#### Document text ####
It’s a flat-out fact that alcohol, and those of us who like to imbibe it, are reviled by a healthy percentage of Americans.
Since the heady days of Old Egypt, revolts against Nectar of the Grain have flared up, wreaked havoc, then been devoured in the sanctimonious flames of their own hubris. Prohibitionists cite dozens of reasons to support their crackdowns on emancipatory imbibement, some noble, some nutty, but all familiar and not a single one specifically related to booze. Pick a justification, any justification, from immorality to safety, and you’ll find it is all about control. The fact of the matter is, some people find it nearly impossible to function unless everyone around them thinks and acts according to their sense of moral propriety, their unnatural rules.
These rules are hobgoblins. They are fanciful inventions. They fail a test of scrutiny to a degree rivaled only by the results of George W’s civil-service exam. More importantly, prohibitionist strictures fly in the face of history and human nature. Tipplers have the upper hand, and we always have. No set of squinty-eyed aphorisms can stand against the tidal wash of truths that accompany self-actualization through heedless boozing.
The Egyptians knew it (they didn’t even have a word for alcoholism), and so did the Medieval Scottish Highlanders, Pre-Colombian Puebloans, Japanese Ronin, Romantic English poets (with their absinthe and laudanum), late-nineteenth-century Crowlyite mystics, Al Capone and his merry cabal of sociopathic rum-runners and post-millennial gin hounds. Even today, we are surrounded by those in the know. We see them in sports bars, dark lounges, or spilling from the beds of pick-up trucks. Bottle in hand, they gamely attempt to redirect a world that has lost its way. Sensible groups of men and women, and even the odd culture or two, have tirelessly worked to counteract the Dictatorial Army of Quotidian Authority — they’ve kept their eyes on the prize, their feet on the floor with the peanut shells, and their breath Binaca-fresh, ready at the drop of a shot glass for a bar brawl or bacchanal, whichever.
Best thing about it is this: we drunkards can look to history and instinct for all the validation we require in support of our beliefs, and to add a gleeful purpose to our confrontation with the daily mosaic of our lives. Take heart. Screw your courage to the sipping place.
One group is missing from the list of sauce-sentient cultures presented previously. They are the ancient Greeks, arguably the most alcohol-savvy society to ever drain a wineskin. The Attic Greeks (let’s say 500-200 BCE) understood booze. They felt it on an atomic level. Their vision penetrated all the way to the bottom of the keg, and they discovered a god down there; an other-dimensional entity, who sculpted, inflamed, and adored the sprightly, terrible, untidy, and joyous miracle that is intoxication. How many anti-boozers can claim that quality of lineage?
Back in the day, an Athenian’s road to revelry followed a two-fold course. One, the act of drinking itself sallied right to the mystic edge of ritual, and two, fealty was paid to that god at the bottom of the keg — the chaotic and licentious progenitor of wine and the vine, Dionysos.
#### Information provided ####
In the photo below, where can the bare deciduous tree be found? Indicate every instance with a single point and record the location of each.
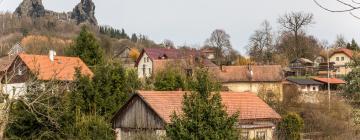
(352, 5)
(261, 44)
(220, 40)
(294, 23)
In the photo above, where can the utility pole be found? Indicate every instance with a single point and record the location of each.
(328, 72)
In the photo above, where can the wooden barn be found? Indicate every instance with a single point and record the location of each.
(148, 112)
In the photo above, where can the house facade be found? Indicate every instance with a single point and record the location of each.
(340, 58)
(25, 67)
(153, 60)
(305, 85)
(150, 111)
(253, 78)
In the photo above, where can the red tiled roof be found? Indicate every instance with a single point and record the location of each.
(250, 107)
(261, 73)
(331, 80)
(63, 68)
(345, 51)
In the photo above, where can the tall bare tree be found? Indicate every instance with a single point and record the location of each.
(351, 6)
(295, 22)
(261, 44)
(220, 40)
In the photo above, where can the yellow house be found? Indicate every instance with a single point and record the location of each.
(260, 79)
(340, 58)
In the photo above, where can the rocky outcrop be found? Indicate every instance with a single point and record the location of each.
(31, 8)
(84, 12)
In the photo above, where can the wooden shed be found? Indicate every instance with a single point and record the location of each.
(148, 112)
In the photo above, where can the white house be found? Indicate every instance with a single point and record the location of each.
(340, 58)
(153, 60)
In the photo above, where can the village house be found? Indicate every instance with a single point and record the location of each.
(153, 60)
(305, 85)
(340, 58)
(335, 83)
(253, 78)
(150, 112)
(302, 66)
(123, 55)
(41, 67)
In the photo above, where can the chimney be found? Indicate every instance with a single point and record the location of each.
(52, 55)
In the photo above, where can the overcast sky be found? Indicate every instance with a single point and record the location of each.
(191, 22)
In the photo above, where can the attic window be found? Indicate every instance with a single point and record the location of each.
(19, 72)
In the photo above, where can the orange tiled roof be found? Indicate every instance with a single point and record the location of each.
(63, 68)
(250, 107)
(345, 51)
(261, 73)
(331, 80)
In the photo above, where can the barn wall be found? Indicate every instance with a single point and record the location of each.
(138, 115)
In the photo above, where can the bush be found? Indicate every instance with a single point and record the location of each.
(290, 127)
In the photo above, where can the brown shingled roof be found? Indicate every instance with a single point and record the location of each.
(345, 51)
(329, 80)
(63, 68)
(261, 73)
(250, 107)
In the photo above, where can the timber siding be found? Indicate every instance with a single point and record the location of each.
(138, 115)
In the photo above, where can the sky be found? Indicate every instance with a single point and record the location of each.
(190, 22)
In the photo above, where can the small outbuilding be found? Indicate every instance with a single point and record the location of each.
(305, 85)
(150, 111)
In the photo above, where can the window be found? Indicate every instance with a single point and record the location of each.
(244, 135)
(20, 72)
(260, 135)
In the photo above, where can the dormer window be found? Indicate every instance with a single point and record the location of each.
(19, 72)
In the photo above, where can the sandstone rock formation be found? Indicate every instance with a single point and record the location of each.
(31, 8)
(84, 12)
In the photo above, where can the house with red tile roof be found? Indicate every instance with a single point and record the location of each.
(341, 57)
(153, 60)
(151, 111)
(334, 82)
(253, 78)
(25, 67)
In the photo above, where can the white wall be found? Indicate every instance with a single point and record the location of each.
(309, 88)
(145, 62)
(340, 60)
(14, 90)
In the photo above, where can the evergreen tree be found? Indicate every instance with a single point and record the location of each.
(290, 127)
(134, 38)
(203, 116)
(353, 45)
(87, 48)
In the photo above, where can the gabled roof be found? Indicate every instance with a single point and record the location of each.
(304, 81)
(250, 107)
(62, 68)
(168, 53)
(347, 52)
(303, 61)
(329, 80)
(260, 73)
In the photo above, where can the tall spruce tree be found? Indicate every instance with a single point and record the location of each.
(87, 48)
(203, 115)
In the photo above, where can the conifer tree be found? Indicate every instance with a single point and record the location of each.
(87, 48)
(203, 115)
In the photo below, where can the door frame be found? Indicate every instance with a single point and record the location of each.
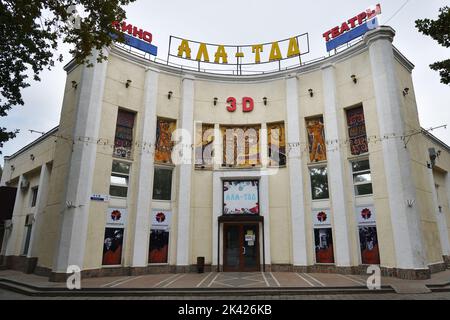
(258, 221)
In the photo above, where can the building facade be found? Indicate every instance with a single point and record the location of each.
(146, 172)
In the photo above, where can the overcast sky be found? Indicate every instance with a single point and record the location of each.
(255, 21)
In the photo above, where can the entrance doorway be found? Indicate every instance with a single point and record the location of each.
(241, 248)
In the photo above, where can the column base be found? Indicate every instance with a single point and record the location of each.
(19, 263)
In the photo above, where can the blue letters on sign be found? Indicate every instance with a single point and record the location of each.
(353, 34)
(139, 44)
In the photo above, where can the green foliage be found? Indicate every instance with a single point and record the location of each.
(439, 30)
(30, 32)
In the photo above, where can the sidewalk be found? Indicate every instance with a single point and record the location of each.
(222, 284)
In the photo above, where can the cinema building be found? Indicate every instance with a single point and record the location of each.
(341, 175)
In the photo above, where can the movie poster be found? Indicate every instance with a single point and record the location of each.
(241, 146)
(316, 140)
(204, 142)
(164, 144)
(357, 131)
(277, 144)
(241, 197)
(112, 246)
(159, 246)
(324, 245)
(370, 253)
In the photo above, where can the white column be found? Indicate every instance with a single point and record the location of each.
(146, 170)
(41, 203)
(185, 172)
(440, 216)
(13, 245)
(409, 248)
(71, 244)
(335, 168)
(297, 204)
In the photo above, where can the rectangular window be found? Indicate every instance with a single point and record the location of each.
(123, 141)
(204, 145)
(162, 184)
(362, 178)
(277, 144)
(368, 241)
(357, 131)
(323, 240)
(34, 193)
(319, 183)
(164, 143)
(120, 177)
(241, 197)
(316, 139)
(241, 146)
(112, 246)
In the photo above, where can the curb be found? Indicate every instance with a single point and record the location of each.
(30, 290)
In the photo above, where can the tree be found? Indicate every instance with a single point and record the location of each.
(30, 31)
(439, 30)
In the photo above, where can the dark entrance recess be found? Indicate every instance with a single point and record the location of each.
(241, 243)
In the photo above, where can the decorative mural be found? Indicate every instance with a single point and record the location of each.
(276, 140)
(123, 141)
(241, 146)
(357, 131)
(164, 143)
(204, 142)
(316, 139)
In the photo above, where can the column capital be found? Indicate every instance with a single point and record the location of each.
(383, 32)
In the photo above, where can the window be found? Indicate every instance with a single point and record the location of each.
(362, 179)
(34, 193)
(319, 183)
(204, 145)
(357, 131)
(316, 139)
(119, 179)
(277, 144)
(124, 134)
(162, 184)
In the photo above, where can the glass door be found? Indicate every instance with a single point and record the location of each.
(241, 248)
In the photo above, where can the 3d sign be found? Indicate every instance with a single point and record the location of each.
(353, 28)
(136, 38)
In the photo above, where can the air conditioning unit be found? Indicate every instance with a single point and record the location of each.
(24, 184)
(29, 220)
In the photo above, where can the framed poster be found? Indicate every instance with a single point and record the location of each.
(321, 218)
(161, 219)
(112, 246)
(323, 238)
(316, 139)
(116, 217)
(164, 143)
(241, 197)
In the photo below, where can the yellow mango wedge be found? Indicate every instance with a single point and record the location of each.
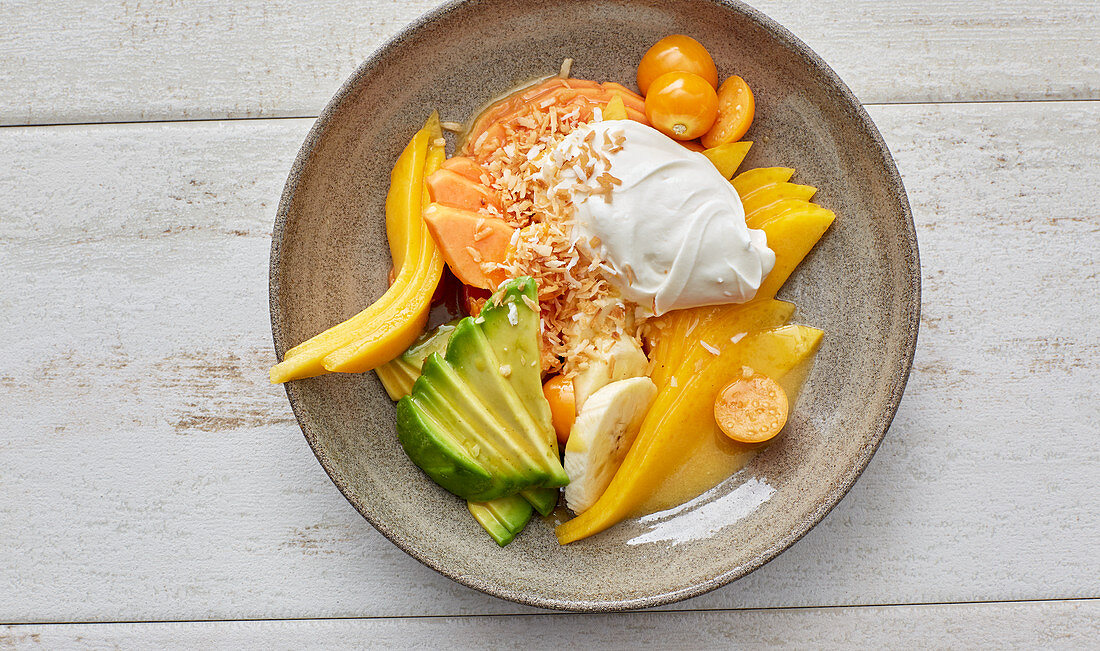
(769, 195)
(674, 428)
(396, 332)
(791, 236)
(751, 180)
(729, 156)
(615, 109)
(806, 210)
(397, 306)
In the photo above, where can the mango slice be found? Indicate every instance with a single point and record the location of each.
(766, 212)
(415, 256)
(677, 425)
(791, 236)
(751, 180)
(771, 194)
(729, 156)
(677, 340)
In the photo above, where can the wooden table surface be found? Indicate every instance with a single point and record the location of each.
(156, 492)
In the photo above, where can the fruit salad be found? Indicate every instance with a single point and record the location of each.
(613, 344)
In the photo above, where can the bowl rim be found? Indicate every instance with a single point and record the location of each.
(844, 483)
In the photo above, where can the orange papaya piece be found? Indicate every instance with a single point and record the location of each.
(466, 240)
(450, 188)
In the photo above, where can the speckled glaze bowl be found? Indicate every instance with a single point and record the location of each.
(861, 285)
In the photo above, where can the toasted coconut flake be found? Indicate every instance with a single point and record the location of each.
(567, 67)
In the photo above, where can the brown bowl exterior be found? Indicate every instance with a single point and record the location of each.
(860, 285)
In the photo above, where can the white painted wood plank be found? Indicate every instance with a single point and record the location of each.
(87, 61)
(149, 472)
(1042, 625)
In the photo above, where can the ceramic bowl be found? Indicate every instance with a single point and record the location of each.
(860, 285)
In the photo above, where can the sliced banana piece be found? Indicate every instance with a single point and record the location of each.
(613, 361)
(601, 437)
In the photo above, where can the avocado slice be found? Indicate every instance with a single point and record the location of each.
(473, 361)
(542, 499)
(428, 343)
(464, 417)
(398, 374)
(483, 443)
(397, 377)
(513, 330)
(477, 417)
(503, 518)
(430, 448)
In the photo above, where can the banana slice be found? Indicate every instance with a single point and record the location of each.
(601, 437)
(615, 360)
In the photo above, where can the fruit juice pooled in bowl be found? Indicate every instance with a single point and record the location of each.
(622, 349)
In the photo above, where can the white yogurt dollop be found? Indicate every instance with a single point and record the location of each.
(673, 231)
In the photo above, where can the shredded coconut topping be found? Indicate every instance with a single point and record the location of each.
(536, 183)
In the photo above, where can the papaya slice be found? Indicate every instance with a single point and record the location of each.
(465, 166)
(466, 240)
(450, 188)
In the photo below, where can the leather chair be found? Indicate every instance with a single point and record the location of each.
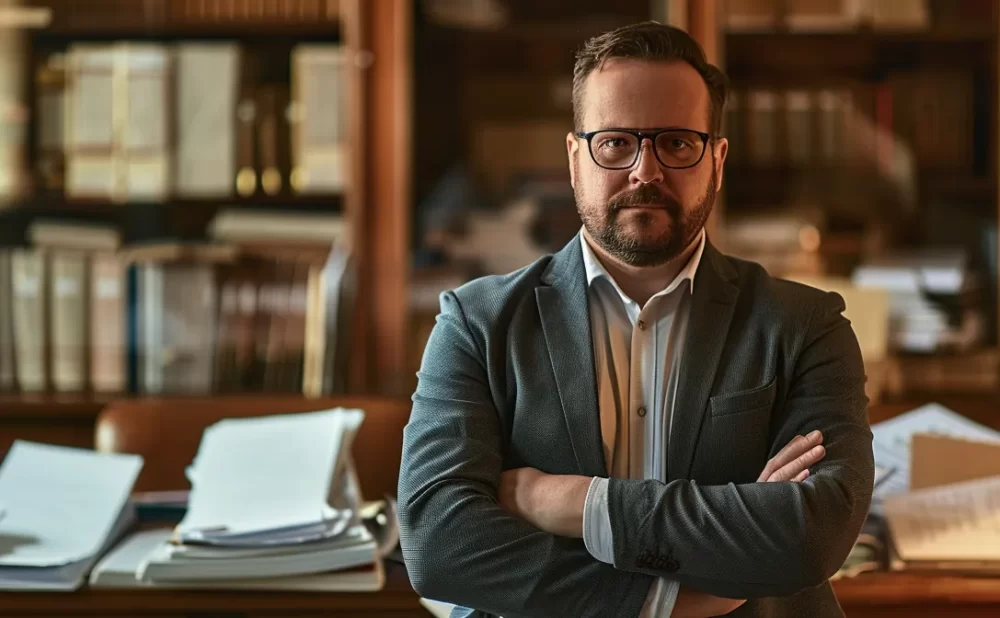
(167, 432)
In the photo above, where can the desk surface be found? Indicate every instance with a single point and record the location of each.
(869, 595)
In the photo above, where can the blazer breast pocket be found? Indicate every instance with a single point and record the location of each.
(759, 398)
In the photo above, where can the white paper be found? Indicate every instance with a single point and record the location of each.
(960, 521)
(63, 502)
(274, 473)
(892, 440)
####
Exercise requirements:
- a) Translate this sentence from the essay on drinking into Spanish: "Even today, we are surrounded by those in the know."
- b) Please sum up the essay on drinking in two sentences.
- c) From the essay on drinking, print the passage starting with "One group is" and going on through "the vine, Dionysos.".

The solutions:
- a) Incluso hoy, estamos rodeados de quienes están al tanto.

- b) The essay argues that prohibitionists, who have opposed alcohol since ancient Egypt, are driven by a desire for control, while drinkers have history and human nature on their side. It holds up the ancient Greeks as the most alcohol-savvy society, whose drinking bordered on ritual and honored the wine god Dionysos.

- c)
One group is missing from the list of sauce-sentient cultures presented previously. They are the ancient Greeks, arguably the most alcohol-savvy society to ever drain a wineskin. The Attic Greeks (let’s say 500-200 BCE) understood booze. They felt it on an atomic level. Their vision penetrated all the way to the bottom of the keg, and they discovered a god down there; an other-dimensional entity, who sculpted, inflamed, and adored the sprightly, terrible, untidy, and joyous miracle that is intoxication. How many anti-boozers can claim that quality of lineage?
Back in the day, an Athenian’s road to revelry followed a two-fold course. One, the act of drinking itself sallied right to the mystic edge of ritual, and two, fealty was paid to that god at the bottom of the keg — the chaotic and licentious progenitor of wine and the vine, Dionysos.